### SELECTED EXCERPT
________________________________________

For the first time in many years I have been searching for a job and what I have discovered is more than a little worrying. I started out in the hospitality industry over 30 years ago and I have been self-employed for the past fifteen years running my own restaurants in Spain and France. But I have now sold my restaurant and before starting my new project I have decided to spend some time in my home country of Britain and get a job in a kitchen.
During college and my earlier years in the industry I learned a series of skills that have enabled me to progress and to run my own kitchen. Basic knife skills such as filleting fish or boning out a loin of beef, how to make a sauce, a soup or a dessert. Once these skills have been learned it is easy to develop them and start using them to carry out more complicated tasks and produce more adventurous dishes.
Even through a process of trial and error you can learn about flavours and how to match them within dishes. But, unfortunately, what I have learned recently is that these basic kitchen skills are no longer being developed or used.
After looking at various job adverts and reading menus for those places recruiting it appears that menus have become very standardised with the majority of dishes pre-prepared and bought-in frozen and pre-portioned. I have started working through a chef agency and have been placed at a chain hotel in Taunton.

________________________________________

### SUPPLIED MATERIAL
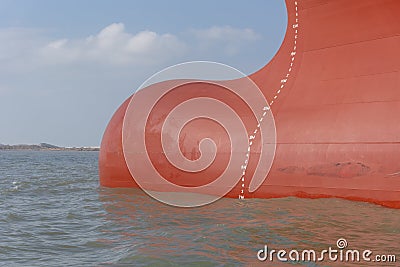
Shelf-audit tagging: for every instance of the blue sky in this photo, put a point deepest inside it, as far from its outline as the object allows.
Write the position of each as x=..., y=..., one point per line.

________________________________________

### ACTIVITY
List every basic kitchen skill that the text about a chef's return to job hunting gives as an example.

### PROBLEM SOLUTION
- Filleting fish
- Boning out a loin of beef
- Making a sauce
- Making a soup
- Making a dessert